## Source excerpt
§
I merely want to ask you all one simple question:

Is kissing (not chin-pecks) someone else whilst you're married ok?


----------



## Amplexor (Feb 13, 2008)

No, it can open the doors for further advances. When asking a question like this ask yourself how you'd feel if your spouse did it.


----------



## swedish (Mar 6, 2008)

A good rule of thumb is that if your spouse was sitting next to you at the time, would it be ok? I think for most married couples this is a resounding 'no' but there are exceptions, open marriages, etc.

Same goes for carrying on non-physical relationships with those of the opposite sex when you are married. There needs to be a boundary between friendships and forming close, emotional attachments that will take away from the marriage and cause your spouse pain.


----------



## BlueCreek (May 5, 2008)

swedish said:


> A good rule of thumb is that if your spouse was sitting next to you at the time, would it be ok?


:iagree:

Anything you would not do in front of your wife should be considered completely out of bounds.


----------



## AZMOMOFTWO (Jun 30, 2008)
§
## To-do list
1. Reproduce the part of the forum thread starting with "No, it can open" and going on through "your spouse pain.".
2. Answer these questions using the forum thread:
(a) According to Amplexor, what can kissing someone else while married open the doors for?
(b) What exceptions does swedish give to the resounding "no"?
(c) What does BlueCreek say should be considered completely out of bounds?
The rows can be left aside.

(Position annotation records)
§
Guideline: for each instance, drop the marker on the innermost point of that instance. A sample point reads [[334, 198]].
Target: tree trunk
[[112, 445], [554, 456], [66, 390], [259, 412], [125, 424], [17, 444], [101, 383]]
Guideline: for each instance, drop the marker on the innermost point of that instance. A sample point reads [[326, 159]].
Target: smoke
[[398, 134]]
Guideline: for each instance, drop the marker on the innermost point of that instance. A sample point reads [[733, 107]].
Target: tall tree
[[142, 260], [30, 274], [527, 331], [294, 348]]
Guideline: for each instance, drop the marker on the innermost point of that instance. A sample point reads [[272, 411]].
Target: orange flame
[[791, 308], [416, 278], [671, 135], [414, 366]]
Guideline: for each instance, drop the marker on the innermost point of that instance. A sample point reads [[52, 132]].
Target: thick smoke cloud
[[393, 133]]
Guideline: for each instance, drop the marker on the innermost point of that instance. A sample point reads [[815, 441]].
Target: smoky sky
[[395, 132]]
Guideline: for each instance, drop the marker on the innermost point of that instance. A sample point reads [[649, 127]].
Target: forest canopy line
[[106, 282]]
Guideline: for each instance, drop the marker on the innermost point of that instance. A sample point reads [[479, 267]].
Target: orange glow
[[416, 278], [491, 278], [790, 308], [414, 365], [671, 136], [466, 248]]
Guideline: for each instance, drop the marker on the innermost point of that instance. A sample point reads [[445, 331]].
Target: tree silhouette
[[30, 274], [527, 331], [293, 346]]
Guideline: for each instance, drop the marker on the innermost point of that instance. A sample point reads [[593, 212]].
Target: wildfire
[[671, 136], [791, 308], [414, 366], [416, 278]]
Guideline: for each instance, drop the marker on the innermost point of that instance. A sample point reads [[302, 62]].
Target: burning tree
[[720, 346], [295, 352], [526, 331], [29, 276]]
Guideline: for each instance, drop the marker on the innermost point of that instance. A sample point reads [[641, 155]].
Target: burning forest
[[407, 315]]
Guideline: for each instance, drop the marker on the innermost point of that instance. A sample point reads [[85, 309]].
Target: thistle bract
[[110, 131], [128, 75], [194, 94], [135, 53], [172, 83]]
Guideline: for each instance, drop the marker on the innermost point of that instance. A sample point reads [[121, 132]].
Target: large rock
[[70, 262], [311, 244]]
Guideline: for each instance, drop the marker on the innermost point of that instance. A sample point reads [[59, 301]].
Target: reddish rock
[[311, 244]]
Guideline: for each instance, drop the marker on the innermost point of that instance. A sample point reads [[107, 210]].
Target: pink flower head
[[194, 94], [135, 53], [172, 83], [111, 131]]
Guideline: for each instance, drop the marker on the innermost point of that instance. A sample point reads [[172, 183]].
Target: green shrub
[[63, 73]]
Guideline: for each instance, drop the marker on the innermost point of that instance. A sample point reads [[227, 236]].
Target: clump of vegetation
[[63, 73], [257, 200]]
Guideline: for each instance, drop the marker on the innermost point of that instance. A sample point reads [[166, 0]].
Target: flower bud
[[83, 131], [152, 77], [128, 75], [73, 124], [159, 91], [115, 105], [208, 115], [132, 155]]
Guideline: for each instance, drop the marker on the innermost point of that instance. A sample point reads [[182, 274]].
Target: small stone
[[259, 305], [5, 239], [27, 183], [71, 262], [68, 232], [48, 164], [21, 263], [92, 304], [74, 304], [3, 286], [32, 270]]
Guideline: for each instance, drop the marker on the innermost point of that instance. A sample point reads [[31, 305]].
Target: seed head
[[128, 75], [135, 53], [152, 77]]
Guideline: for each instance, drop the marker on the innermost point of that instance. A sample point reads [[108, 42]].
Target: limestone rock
§
## Full answers
1.
No, it can open the doors for further advances. When asking a question like this ask yourself how you'd feel if your spouse did it.


----------



## swedish (Mar 6, 2008)

A good rule of thumb is that if your spouse was sitting next to you at the time, would it be ok? I think for most married couples this is a resounding 'no' but there are exceptions, open marriages, etc.

Same goes for carrying on non-physical relationships with those of the opposite sex when you are married. There needs to be a boundary between friendships and forming close, emotional attachments that will take away from the marriage and cause your spouse pain.

2.
(a) Further advances.
(b) Open marriages, etc.
(c) Anything you would not do in front of your wife.